### Objective
All of the material below is to be retyped exactly.

(Excerpts of location labeling data)
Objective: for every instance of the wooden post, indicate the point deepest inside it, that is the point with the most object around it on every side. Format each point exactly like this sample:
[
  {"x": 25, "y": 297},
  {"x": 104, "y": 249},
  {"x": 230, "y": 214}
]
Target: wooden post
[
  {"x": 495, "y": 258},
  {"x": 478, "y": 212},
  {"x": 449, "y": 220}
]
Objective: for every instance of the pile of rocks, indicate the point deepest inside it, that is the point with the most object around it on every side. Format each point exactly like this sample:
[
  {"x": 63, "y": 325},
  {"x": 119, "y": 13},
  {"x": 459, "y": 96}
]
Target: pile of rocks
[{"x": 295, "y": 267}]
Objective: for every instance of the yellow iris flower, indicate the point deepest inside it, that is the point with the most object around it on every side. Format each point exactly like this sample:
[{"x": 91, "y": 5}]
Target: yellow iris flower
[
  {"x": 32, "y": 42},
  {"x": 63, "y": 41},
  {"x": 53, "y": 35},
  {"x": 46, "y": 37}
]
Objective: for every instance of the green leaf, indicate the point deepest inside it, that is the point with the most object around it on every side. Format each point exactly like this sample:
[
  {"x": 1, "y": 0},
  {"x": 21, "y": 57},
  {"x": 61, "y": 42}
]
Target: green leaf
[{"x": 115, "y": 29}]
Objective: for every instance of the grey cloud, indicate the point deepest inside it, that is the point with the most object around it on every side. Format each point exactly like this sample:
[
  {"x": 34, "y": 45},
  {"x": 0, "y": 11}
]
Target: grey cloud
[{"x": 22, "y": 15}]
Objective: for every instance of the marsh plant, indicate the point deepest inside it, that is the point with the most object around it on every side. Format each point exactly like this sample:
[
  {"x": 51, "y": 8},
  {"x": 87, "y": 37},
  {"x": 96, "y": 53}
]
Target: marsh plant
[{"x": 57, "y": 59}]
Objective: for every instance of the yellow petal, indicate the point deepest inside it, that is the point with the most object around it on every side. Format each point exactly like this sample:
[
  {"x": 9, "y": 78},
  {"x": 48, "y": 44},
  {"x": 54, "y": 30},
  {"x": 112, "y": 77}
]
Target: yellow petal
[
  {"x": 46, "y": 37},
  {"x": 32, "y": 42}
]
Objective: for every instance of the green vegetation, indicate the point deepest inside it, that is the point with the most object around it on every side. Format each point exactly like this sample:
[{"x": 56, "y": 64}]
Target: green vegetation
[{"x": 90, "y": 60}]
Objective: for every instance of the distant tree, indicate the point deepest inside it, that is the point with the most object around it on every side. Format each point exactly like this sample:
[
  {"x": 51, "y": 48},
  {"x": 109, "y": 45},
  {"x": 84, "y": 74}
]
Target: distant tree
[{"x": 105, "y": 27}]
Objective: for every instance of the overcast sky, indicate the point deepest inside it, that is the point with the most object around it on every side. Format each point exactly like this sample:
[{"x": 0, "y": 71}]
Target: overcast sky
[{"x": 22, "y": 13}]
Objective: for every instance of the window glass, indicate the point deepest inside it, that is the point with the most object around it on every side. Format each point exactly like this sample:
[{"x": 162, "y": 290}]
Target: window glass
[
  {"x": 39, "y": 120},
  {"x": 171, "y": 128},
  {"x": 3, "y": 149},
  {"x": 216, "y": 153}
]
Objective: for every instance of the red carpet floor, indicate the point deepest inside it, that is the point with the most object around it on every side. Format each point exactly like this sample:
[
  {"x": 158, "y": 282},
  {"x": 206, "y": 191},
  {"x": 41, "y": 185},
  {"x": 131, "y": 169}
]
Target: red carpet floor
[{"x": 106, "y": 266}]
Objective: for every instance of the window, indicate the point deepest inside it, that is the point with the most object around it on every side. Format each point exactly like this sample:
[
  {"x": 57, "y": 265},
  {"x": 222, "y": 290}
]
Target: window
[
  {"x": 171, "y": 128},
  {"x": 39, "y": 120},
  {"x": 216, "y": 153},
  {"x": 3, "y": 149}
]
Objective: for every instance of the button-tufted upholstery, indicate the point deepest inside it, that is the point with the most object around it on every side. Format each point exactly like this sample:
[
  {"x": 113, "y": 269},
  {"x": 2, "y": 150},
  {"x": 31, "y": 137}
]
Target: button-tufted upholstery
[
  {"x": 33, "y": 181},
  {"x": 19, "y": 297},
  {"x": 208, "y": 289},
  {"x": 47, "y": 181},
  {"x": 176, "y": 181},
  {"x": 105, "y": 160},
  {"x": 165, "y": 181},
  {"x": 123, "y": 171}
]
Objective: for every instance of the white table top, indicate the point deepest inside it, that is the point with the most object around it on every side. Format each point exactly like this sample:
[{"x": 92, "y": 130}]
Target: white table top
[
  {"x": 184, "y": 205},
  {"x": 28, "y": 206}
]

### Task output
Objective: for every instance of the wooden post, indicate the point deepest inside it, that is the point with the most object around it on every side. Format each point exactly like this sample:
[
  {"x": 25, "y": 297},
  {"x": 104, "y": 249},
  {"x": 230, "y": 214}
]
Target: wooden post
[
  {"x": 495, "y": 258},
  {"x": 478, "y": 212},
  {"x": 449, "y": 220}
]
Objective: for every instance of the pile of rocks, indicate the point deepest inside it, that is the point with the most object around it on every side. Format each point exactly like this sample:
[
  {"x": 63, "y": 325},
  {"x": 119, "y": 13},
  {"x": 459, "y": 96}
]
Target: pile of rocks
[{"x": 295, "y": 267}]
Objective: for every instance of the yellow iris flower, indicate the point deepest inside it, that is the point with the most object around it on every side. Format each point exactly like this sample:
[{"x": 91, "y": 5}]
Target: yellow iris flower
[
  {"x": 32, "y": 42},
  {"x": 63, "y": 41},
  {"x": 53, "y": 35},
  {"x": 46, "y": 37}
]
Objective: for every instance of the green leaf, indicate the point deepest inside it, that is the point with the most object around it on every side. Format each point exactly like this sample:
[
  {"x": 1, "y": 0},
  {"x": 21, "y": 57},
  {"x": 61, "y": 42}
]
Target: green leaf
[{"x": 115, "y": 29}]
Objective: for every instance of the grey cloud, indicate the point deepest inside it, that is the point with the most object around it on every side. Format each point exactly like this sample:
[
  {"x": 34, "y": 45},
  {"x": 0, "y": 11}
]
Target: grey cloud
[{"x": 22, "y": 15}]
Objective: for every instance of the marsh plant, indicate the point deepest inside it, that is the point with the most object around it on every side. Format each point exactly like this sample:
[
  {"x": 51, "y": 8},
  {"x": 87, "y": 37},
  {"x": 96, "y": 53}
]
Target: marsh plant
[{"x": 57, "y": 59}]
Objective: for every instance of the yellow petal, indicate the point deepest inside it, that is the point with the most object around it on every side. Format each point exactly like this sample:
[
  {"x": 9, "y": 78},
  {"x": 48, "y": 44},
  {"x": 54, "y": 30},
  {"x": 112, "y": 77}
]
Target: yellow petal
[
  {"x": 46, "y": 37},
  {"x": 32, "y": 42}
]
Objective: for every instance of the green vegetation, indicate the point deepest inside it, that is the point with the most object around it on every side. Format each point exactly like this sample:
[{"x": 56, "y": 64}]
Target: green vegetation
[{"x": 90, "y": 60}]
Objective: for every instance of the distant tree, indicate the point deepest inside it, that is the point with the most object around it on every side. Format each point exactly like this sample:
[
  {"x": 51, "y": 48},
  {"x": 109, "y": 45},
  {"x": 84, "y": 74}
]
Target: distant tree
[{"x": 105, "y": 27}]
Objective: for every instance of the overcast sky, indicate the point deepest inside it, that is the point with the most object around it on every side. Format each point exactly like this sample:
[{"x": 0, "y": 71}]
Target: overcast sky
[{"x": 22, "y": 13}]
Objective: for every instance of the window glass, indicate the point deepest inside it, that is the point with the most object around it on every side. Format each point exactly like this sample:
[{"x": 162, "y": 290}]
Target: window glass
[
  {"x": 39, "y": 120},
  {"x": 171, "y": 128},
  {"x": 3, "y": 149},
  {"x": 216, "y": 153}
]
Objective: for every instance of the red carpet floor, indicate the point deepest inside it, that is the point with the most object around it on every side. Format each point exactly like this sample:
[
  {"x": 158, "y": 282},
  {"x": 206, "y": 191},
  {"x": 41, "y": 185},
  {"x": 131, "y": 169}
]
Target: red carpet floor
[{"x": 106, "y": 266}]
Objective: for every instance of the window, indicate the point deepest inside it, that is the point with the most object around it on every side. Format each point exactly like this sample:
[
  {"x": 57, "y": 265},
  {"x": 222, "y": 290}
]
Target: window
[
  {"x": 171, "y": 128},
  {"x": 39, "y": 120},
  {"x": 216, "y": 153},
  {"x": 3, "y": 149}
]
Objective: for every instance of the button-tufted upholstery, indicate the point deepest inside it, that is the point with the most object around it on every side. Format each point exactly like this sample:
[
  {"x": 113, "y": 269},
  {"x": 2, "y": 150},
  {"x": 31, "y": 137}
]
Target: button-tufted upholstery
[
  {"x": 33, "y": 181},
  {"x": 19, "y": 297},
  {"x": 208, "y": 289},
  {"x": 47, "y": 181},
  {"x": 176, "y": 181},
  {"x": 105, "y": 160},
  {"x": 165, "y": 181},
  {"x": 123, "y": 171}
]
Objective: for every instance of the white table top, indicate the point deepest inside it, that is the point with the most object around it on every side. Format each point exactly like this sample:
[{"x": 92, "y": 130}]
Target: white table top
[
  {"x": 184, "y": 205},
  {"x": 28, "y": 206}
]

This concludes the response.